Polecenie pisemne: Przepisz wszystkie poniższe pozycje, zastępując „paper window pane” wyrażeniem „window pane”. Pozostałą treść zachowaj bez zmian.

- - - - -

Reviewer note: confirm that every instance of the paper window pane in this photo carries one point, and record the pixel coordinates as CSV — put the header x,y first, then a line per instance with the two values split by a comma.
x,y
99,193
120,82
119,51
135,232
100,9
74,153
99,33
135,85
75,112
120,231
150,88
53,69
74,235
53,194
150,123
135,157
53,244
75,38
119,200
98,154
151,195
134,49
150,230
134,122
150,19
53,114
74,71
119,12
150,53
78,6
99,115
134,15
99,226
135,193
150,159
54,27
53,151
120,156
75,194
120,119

- - - - -

Odpowiedź do ćwiczenia:
Reviewer note: confirm that every instance of the window pane in this photo carries one point, and record the pixel coordinates as CSV — put the header x,y first, then a line per instance with the two values split by a comma.
x,y
99,193
120,82
119,51
135,232
100,9
74,153
99,33
135,85
75,112
120,231
150,88
53,69
74,235
53,194
150,123
135,157
53,244
75,38
119,200
98,154
151,195
134,49
150,230
134,122
150,19
53,114
74,71
119,12
150,53
78,6
99,115
134,15
99,226
135,193
150,159
54,27
53,151
120,156
75,194
120,119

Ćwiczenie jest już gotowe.